ESERCIZI:
1. Nel testo sul polpo e l'uomo, da quale secolo si trovano tracce di questo animale nella cultura mediterranea?
2. Porta avanti il testo sul legame tra polpo e uomo, riprendendo dopo la sua ultima frase.

TESTO FORNITO:
= = = =
Non a caso il polpo è ancora molto diffuso nella nostra tradizione culinaria ed è un mollusco molto ambito nell’ambito della pesca. Con la crescita della sensibilità verso l’ambiente e i suoi abitanti, però, oggi la pesca del polpo è un argomento molto controverso, soprattutto quando prevede tecniche antiche come lo “sbattimento” dell’animale direttamente sugli scogli per degustarlo poi a crudo. Esploriamo l’antico legame tra polpo e uomo, con una particolare attenzione all’impatto di questo animale sulla nostra cultura gastronomica.
Polpo e uomo: un legame antichissimo
Il polpo e l’uomo hanno un legame molto antico che risale a millenni fa: tracce di questo animale nella cultura mediterranea le troviamo fin dal XVII secolo a.C., quando a Creta si cominciò a decorare il vasellame di grandi dimensioni con i tentacoli di questo animale. Anche la cultura minoica presenta tracce di rappresentazione del polpo, per esempio lo troviamo raffigurato nei mosaici dei pavimenti di ambienti nobili nelle città di Pilo e di Tirinto. Perché si usava il popolo come decorazione? Di certo le popolazioni già lo pescavano e mangiavano, ma in questo caso veniva rappresentato in chiave simbolica: per queste culture, infatti, il polpo aveva una valenza apotropaica, cioè era un vero e proprio amuleto di buona fortuna.
= = = =
Righe del dataset di puntamento degli oggetti:
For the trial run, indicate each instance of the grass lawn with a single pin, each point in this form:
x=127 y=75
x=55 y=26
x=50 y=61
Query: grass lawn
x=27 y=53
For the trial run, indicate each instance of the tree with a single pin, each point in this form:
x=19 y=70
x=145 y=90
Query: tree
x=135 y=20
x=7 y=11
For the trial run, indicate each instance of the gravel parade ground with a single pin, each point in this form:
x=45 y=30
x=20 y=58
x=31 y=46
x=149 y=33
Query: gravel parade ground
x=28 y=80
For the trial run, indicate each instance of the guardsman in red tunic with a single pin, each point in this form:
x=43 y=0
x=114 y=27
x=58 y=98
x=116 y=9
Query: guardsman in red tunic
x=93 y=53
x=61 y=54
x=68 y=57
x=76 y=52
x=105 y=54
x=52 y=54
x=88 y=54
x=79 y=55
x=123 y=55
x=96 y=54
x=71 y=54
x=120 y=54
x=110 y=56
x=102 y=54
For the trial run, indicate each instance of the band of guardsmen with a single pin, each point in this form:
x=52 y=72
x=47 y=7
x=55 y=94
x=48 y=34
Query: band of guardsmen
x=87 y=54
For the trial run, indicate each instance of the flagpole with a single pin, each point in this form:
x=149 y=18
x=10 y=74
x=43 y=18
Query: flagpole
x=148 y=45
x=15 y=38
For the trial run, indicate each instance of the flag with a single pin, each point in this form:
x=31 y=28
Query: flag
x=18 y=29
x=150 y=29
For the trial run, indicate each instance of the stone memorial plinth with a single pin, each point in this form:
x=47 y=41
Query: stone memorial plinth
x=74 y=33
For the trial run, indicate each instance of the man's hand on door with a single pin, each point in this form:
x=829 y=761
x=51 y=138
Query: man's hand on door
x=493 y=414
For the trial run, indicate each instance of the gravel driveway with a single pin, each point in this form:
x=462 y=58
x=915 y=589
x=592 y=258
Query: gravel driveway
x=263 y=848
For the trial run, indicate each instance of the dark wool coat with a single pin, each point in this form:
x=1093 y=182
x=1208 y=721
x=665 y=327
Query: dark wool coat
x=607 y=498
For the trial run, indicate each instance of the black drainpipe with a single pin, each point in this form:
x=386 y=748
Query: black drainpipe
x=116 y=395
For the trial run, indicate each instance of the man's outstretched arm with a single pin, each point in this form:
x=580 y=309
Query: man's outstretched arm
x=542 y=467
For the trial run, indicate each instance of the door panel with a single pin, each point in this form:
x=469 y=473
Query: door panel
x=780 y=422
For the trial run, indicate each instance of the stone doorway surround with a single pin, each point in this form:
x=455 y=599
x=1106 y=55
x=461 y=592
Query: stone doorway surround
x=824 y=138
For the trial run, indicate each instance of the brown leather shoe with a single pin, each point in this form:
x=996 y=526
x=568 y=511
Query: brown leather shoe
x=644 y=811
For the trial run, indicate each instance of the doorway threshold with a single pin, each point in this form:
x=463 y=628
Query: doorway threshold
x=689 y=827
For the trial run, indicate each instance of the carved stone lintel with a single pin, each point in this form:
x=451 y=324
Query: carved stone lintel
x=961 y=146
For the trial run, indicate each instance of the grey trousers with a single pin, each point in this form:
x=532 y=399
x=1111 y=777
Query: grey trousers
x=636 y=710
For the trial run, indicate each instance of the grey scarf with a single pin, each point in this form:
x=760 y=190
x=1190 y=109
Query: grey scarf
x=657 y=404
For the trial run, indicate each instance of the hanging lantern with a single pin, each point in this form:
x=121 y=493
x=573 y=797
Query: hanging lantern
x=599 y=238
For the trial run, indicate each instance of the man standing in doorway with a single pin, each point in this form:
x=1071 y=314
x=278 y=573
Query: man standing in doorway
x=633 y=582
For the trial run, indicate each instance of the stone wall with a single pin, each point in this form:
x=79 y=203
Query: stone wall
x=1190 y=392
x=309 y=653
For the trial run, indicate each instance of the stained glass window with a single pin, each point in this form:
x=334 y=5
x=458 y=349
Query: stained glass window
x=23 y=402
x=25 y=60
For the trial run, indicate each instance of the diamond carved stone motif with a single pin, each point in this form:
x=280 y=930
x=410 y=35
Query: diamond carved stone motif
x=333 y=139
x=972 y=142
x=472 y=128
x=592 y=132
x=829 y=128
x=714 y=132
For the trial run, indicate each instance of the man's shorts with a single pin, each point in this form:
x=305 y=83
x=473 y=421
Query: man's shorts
= = = =
RISPOSTE ATTESE:
1. Dal XVII secolo a.C.

2.
Soprattutto nella cultura micenea il polpo venne associato come garanzia di accesso alla nuova vita dell’oltretomba, una sorte di rinascita, perché è un animale che riesce a rigenerare i proprio tentacoli: ecco quindi che la riproduzione del polpo veniva usata per decorare le tombe della città di Micene, dove veniva raffigurato su placche d’oro. L’importanza simbolica del polpo venne trasmessa agli antichi greci e romani: entrambe le popolazioni attribuivano al polpo proprietà curative e nutraceutiche, ma veniva considerato anche un potente alimento afrodisiaco, al pari delle ostriche.

Oggi sappiamo che non esistono alimenti davvero afrodisiaci, ma gli antichi popoli del Mediterraneo credevano davvero in questo concetto e, infatti, sono molti i testi antichi in cui si ritrova questa concezione particolare del polpo. Tra i testi più famosi in merito spicca un passaggio di Erudito in cui si prende in giro un uomo impotente asserendo che neanche il polpo possa aiutarlo a guarire e una lettera di Cicerone, in cui lo studioso paragona il polpo alla virilità di Giove.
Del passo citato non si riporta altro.